Objective
Substitute "vacant lot" for "open dirt lot" in the data, from the line containing "of the crop" through the end, and give back only those lines with nothing else altered.

********

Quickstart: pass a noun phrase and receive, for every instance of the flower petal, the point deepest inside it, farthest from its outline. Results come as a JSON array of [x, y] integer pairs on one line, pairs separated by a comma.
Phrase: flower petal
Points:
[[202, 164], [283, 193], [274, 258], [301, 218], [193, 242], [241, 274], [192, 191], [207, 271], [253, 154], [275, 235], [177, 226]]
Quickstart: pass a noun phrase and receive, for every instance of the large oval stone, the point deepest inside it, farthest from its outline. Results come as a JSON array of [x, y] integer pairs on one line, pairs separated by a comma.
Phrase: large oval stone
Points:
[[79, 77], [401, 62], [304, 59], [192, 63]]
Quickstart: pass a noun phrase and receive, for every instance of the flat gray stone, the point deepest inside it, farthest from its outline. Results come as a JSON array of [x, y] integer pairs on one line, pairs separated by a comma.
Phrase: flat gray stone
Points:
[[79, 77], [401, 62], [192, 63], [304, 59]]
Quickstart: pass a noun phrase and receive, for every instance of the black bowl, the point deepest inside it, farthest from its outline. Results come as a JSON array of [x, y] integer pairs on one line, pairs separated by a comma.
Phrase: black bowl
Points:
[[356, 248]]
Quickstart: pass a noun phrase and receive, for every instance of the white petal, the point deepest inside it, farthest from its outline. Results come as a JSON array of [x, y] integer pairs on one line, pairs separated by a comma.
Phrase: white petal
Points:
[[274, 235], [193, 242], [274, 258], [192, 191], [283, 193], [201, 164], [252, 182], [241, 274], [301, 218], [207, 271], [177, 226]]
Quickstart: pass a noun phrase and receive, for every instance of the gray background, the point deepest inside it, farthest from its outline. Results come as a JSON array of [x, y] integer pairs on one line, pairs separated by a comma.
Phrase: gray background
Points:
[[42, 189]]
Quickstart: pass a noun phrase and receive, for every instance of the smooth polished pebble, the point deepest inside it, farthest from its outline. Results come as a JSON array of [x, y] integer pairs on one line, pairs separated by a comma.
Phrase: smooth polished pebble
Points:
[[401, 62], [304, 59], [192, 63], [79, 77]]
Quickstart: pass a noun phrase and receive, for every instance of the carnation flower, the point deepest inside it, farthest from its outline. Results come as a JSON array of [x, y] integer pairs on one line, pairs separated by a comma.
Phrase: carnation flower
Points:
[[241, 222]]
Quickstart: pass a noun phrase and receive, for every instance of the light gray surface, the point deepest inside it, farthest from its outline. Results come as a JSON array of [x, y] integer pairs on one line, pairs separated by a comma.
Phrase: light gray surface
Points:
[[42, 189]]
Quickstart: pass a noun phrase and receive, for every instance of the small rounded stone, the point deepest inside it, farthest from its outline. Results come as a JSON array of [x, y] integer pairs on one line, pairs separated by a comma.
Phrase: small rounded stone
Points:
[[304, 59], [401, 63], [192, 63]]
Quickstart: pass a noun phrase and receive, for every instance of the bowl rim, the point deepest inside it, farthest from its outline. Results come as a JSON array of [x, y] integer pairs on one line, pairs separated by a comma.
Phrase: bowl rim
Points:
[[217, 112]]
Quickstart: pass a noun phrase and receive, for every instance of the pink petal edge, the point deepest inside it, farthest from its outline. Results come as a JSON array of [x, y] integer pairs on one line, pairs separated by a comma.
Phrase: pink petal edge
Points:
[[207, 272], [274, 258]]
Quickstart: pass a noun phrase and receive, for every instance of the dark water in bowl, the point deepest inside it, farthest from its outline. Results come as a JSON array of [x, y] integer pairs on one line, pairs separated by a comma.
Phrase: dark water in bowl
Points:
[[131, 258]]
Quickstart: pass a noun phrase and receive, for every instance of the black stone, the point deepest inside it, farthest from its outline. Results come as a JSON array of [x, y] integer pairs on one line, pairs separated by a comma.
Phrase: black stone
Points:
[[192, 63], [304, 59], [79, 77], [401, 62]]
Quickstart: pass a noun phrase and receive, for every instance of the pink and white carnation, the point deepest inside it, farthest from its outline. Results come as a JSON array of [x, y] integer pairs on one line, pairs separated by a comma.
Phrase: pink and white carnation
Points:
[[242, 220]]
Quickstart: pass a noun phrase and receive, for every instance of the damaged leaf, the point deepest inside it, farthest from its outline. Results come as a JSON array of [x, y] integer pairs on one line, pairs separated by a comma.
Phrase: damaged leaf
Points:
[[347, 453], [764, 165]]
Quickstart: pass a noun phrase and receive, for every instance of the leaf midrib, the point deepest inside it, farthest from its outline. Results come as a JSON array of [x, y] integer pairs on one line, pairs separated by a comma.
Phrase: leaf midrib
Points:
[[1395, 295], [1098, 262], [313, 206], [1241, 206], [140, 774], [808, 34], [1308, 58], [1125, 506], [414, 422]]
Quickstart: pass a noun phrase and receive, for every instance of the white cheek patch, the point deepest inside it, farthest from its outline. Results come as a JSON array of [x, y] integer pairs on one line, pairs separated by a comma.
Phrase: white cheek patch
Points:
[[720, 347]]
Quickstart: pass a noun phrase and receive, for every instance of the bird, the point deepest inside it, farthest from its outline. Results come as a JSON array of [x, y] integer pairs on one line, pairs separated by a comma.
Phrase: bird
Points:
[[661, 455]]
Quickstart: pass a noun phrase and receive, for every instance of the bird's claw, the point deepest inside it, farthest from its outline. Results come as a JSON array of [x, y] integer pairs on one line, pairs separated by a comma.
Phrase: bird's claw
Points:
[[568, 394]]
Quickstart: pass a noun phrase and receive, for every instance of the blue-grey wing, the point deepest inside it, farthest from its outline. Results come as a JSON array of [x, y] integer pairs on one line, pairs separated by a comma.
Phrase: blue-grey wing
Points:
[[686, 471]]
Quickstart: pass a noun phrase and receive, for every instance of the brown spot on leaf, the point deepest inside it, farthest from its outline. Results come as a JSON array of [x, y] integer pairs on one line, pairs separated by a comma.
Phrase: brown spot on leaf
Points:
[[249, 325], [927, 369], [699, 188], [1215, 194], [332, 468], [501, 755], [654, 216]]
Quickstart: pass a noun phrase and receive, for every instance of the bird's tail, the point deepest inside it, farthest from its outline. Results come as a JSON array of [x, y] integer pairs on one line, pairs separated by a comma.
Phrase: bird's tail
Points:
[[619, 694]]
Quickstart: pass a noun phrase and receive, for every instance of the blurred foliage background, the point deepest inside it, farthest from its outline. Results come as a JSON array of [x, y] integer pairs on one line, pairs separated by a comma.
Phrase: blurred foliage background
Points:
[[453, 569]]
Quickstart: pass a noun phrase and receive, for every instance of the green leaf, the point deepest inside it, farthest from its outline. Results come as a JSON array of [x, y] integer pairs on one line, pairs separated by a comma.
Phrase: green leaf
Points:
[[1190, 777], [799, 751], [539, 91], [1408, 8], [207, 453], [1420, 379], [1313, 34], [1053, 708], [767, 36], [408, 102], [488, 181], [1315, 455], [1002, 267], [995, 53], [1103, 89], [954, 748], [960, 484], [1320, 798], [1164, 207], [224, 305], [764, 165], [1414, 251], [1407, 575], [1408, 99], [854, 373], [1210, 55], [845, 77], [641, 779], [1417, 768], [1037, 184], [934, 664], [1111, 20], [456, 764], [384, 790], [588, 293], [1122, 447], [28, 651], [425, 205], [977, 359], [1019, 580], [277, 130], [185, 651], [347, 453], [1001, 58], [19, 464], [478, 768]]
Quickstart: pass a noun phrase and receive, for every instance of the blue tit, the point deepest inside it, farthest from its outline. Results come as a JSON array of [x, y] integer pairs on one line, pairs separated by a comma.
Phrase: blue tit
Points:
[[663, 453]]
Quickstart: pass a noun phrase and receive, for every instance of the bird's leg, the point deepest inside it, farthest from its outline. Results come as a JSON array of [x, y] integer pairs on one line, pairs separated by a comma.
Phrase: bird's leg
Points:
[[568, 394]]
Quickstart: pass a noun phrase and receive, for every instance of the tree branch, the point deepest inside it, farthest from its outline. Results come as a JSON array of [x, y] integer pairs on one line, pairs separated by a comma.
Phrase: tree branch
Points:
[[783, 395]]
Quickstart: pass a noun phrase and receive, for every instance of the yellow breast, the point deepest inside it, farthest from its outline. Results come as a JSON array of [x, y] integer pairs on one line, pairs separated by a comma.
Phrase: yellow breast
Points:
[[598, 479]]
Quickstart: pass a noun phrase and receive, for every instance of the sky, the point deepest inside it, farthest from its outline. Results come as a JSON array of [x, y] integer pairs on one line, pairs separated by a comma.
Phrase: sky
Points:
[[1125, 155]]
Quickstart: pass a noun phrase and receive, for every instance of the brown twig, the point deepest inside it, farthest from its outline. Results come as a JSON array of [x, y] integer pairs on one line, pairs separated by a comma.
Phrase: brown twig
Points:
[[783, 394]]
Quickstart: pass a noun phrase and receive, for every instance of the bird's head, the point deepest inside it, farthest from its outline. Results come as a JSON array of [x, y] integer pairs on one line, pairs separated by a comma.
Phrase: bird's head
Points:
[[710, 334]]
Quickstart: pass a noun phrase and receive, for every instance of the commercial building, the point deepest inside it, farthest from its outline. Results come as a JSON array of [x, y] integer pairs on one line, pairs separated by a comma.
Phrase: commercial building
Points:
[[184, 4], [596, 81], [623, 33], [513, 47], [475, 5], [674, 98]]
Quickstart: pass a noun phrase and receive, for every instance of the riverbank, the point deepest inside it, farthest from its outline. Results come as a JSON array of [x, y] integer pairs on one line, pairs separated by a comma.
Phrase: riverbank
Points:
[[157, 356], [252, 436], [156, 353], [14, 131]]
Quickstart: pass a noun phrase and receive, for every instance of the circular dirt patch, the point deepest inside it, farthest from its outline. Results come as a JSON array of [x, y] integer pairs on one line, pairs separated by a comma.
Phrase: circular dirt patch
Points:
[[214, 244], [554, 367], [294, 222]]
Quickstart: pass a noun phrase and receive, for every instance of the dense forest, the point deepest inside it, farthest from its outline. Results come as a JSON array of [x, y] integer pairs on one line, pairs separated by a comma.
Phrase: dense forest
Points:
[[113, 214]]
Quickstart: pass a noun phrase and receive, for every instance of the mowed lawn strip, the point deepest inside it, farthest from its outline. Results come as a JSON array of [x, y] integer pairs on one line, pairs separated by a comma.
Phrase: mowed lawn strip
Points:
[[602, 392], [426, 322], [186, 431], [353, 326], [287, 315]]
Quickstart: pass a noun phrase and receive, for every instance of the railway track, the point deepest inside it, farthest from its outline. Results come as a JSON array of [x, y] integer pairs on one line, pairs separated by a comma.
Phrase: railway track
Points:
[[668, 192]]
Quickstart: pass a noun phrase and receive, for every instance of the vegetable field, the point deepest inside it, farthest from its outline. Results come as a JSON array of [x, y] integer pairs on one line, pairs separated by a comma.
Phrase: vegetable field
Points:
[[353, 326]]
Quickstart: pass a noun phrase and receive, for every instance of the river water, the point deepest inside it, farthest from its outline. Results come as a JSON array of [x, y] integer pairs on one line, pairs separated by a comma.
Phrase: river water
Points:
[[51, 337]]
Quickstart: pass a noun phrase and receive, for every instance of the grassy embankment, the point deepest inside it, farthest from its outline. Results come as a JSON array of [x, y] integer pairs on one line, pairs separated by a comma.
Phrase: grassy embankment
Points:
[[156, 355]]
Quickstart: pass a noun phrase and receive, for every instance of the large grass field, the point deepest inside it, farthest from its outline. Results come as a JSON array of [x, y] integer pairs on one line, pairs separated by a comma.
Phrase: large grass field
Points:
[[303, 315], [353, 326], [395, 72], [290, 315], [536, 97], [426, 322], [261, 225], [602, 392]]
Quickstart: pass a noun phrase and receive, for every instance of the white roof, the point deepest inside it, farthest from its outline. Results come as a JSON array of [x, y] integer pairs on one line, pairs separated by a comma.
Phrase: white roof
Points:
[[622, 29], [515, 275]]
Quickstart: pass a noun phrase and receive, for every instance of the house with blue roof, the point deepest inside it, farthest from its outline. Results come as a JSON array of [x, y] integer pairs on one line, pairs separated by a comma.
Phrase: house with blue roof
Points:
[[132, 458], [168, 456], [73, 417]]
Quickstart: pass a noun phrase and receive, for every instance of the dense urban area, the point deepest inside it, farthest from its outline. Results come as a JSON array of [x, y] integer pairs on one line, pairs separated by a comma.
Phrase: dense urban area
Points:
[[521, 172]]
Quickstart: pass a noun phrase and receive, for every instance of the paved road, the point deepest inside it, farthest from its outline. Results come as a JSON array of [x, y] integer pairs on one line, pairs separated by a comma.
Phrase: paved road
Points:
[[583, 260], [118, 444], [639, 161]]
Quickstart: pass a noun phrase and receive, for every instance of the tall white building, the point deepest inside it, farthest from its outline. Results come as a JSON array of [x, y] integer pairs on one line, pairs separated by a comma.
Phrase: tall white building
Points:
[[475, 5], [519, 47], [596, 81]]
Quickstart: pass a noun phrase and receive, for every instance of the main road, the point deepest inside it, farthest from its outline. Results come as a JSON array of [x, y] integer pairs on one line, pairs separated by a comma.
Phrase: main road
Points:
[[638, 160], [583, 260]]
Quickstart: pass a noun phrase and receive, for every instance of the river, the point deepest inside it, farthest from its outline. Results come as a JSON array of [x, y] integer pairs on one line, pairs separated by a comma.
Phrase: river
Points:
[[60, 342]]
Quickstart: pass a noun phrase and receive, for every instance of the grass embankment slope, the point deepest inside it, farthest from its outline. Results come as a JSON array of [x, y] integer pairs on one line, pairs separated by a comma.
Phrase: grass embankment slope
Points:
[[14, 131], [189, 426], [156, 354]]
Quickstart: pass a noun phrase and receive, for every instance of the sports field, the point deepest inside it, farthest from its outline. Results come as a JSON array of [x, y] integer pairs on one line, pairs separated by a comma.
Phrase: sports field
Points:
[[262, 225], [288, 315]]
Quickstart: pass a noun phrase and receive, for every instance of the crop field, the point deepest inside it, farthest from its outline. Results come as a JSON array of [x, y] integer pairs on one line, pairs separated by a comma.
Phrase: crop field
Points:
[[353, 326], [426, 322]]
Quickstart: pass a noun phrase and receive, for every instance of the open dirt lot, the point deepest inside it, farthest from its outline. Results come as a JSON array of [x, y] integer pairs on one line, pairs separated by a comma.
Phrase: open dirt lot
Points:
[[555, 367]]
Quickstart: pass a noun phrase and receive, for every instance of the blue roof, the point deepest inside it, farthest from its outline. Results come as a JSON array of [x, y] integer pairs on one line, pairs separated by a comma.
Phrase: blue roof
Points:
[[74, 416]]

********

Solution
Quickstart: pass a noun phrase and receive, for every instance of the crop field, the point deepest inside it, farthest from its outline. Results come as a JSON array of [x, y] integer pairs on one line, pairs separated by a comma.
Phrase: crop field
Points:
[[353, 326], [426, 322]]
Quickstart: pass a noun phrase and receive, for every instance of the vacant lot, the point deepest inside it, farthest from its outline. Results come as a JSON array of [x, y] integer pairs on one line, pairs separated by a comma.
Phrase: vacant lot
Points:
[[555, 367]]
Quickstart: pass a noun phrase and receive, for every instance of the blue roof, the point deepest inside it, farthest from its outline. Results come as a JSON array of [x, y] integer pairs on one line, pairs separated by a comma.
Phrase: blue roof
Points:
[[74, 416]]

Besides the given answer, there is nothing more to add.